◆ **EXERCISE MATERIALS**:
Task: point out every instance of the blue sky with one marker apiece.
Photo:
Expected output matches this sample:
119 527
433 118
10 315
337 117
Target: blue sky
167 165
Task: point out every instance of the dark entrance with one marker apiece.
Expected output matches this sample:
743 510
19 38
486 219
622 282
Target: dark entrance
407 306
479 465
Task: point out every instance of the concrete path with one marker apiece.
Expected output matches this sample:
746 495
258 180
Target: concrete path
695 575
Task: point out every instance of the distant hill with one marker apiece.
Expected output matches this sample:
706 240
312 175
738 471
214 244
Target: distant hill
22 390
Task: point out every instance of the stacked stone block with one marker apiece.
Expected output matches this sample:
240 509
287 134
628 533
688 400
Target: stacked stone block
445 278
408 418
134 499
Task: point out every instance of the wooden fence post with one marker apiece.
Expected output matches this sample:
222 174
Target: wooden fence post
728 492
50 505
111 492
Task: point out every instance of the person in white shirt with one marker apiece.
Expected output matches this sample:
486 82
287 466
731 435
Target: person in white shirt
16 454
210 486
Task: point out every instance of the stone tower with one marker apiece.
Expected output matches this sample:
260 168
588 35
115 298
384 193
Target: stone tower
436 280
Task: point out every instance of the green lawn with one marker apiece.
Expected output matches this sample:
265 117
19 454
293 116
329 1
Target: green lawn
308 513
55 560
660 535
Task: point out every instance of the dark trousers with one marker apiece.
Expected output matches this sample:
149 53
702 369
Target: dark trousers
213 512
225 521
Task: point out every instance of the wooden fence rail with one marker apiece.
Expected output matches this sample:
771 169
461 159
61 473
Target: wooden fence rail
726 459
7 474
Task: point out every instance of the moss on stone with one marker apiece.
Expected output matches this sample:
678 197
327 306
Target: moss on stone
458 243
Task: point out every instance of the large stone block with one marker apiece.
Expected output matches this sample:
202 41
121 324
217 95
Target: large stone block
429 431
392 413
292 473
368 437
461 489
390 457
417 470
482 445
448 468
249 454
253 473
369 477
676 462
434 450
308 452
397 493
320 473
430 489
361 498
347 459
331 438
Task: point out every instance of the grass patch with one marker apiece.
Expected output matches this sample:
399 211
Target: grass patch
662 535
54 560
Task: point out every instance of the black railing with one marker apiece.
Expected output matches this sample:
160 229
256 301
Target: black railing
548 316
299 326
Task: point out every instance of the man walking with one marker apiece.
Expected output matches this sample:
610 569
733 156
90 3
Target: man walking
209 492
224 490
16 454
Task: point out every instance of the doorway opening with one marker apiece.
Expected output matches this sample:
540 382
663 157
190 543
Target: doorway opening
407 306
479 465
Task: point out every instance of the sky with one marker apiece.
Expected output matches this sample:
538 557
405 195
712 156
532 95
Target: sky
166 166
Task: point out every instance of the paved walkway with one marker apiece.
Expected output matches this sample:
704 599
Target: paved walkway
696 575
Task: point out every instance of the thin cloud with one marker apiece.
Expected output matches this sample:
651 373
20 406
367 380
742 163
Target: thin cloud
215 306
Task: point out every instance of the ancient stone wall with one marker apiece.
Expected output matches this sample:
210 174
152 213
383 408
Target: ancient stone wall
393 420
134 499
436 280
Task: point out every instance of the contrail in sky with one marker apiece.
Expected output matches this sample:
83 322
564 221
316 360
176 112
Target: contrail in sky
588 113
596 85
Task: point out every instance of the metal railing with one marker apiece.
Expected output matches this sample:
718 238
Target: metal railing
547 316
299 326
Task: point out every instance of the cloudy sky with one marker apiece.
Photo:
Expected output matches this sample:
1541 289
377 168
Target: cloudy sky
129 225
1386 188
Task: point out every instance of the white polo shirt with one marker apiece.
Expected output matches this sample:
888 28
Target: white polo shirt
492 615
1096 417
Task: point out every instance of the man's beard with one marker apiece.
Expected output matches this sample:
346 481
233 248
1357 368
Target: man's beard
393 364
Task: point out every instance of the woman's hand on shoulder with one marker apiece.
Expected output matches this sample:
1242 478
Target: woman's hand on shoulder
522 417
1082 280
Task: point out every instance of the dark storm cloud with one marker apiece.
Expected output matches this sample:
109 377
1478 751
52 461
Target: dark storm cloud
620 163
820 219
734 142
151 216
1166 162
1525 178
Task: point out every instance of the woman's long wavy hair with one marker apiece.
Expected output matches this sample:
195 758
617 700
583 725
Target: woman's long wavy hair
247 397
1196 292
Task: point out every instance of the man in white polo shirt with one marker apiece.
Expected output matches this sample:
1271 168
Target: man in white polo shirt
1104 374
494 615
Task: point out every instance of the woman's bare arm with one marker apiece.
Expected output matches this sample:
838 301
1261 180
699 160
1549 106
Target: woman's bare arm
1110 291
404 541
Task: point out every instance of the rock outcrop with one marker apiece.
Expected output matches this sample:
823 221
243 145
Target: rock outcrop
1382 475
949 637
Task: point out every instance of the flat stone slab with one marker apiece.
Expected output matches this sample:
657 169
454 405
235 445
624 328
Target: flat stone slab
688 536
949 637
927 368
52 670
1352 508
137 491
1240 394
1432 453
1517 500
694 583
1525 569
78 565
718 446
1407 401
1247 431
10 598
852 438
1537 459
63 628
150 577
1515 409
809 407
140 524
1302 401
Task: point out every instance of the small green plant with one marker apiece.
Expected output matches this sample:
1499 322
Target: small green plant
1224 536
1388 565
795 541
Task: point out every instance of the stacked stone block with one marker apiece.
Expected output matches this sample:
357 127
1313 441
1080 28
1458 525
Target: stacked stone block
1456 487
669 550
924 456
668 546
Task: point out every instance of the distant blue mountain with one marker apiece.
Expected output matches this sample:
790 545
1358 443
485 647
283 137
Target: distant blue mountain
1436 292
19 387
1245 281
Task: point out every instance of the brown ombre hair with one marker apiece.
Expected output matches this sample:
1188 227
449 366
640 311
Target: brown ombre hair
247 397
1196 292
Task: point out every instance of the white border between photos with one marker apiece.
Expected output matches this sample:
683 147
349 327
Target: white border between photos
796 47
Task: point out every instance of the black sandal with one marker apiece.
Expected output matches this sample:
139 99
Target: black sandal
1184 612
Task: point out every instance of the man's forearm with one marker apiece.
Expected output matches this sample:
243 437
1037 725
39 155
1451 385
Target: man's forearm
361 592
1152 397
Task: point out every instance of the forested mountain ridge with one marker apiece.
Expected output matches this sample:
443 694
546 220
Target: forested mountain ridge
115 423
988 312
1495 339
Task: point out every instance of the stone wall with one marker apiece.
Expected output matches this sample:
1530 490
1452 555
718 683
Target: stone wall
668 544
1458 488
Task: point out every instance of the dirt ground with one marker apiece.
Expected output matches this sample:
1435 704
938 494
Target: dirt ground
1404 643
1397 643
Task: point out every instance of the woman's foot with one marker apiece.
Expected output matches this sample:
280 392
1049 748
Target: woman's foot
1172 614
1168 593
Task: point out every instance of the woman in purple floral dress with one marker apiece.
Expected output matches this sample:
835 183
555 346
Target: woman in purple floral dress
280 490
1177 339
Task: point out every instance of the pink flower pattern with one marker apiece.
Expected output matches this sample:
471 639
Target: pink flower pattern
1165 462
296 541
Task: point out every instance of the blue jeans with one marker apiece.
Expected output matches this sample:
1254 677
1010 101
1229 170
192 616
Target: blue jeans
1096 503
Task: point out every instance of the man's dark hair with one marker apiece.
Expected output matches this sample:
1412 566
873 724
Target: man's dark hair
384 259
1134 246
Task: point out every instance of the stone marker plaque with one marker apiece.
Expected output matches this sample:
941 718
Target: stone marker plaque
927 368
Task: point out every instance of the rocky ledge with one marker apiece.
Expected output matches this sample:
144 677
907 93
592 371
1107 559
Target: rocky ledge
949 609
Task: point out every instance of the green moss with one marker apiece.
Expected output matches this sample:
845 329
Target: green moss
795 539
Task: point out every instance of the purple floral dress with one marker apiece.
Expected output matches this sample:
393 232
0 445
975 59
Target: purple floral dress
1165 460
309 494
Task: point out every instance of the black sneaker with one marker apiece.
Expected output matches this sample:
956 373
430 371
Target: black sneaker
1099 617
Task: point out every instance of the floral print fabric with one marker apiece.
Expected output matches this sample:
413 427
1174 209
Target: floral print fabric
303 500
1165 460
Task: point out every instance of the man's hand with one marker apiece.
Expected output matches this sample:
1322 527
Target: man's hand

◆ **SET TASK**: Copy the lines above word for word, from the line containing "Task: point out every instance of the black sneaker" through the final line.

◆ **ANSWER FOR THE TASK**:
Task: point out every instance of the black sneaker with one marker apiece.
Expected output matches this sample:
956 373
430 371
Target: black sneaker
1099 617
Task: point out every instance of the floral print fabric with one marker apiece.
Expected output matches this sample:
413 427
1174 209
Target: floral print fabric
303 500
1165 460
Task: point out every instance of the man's hand with one marker apiece.
Expected output matches this sample:
1322 527
Target: man's hand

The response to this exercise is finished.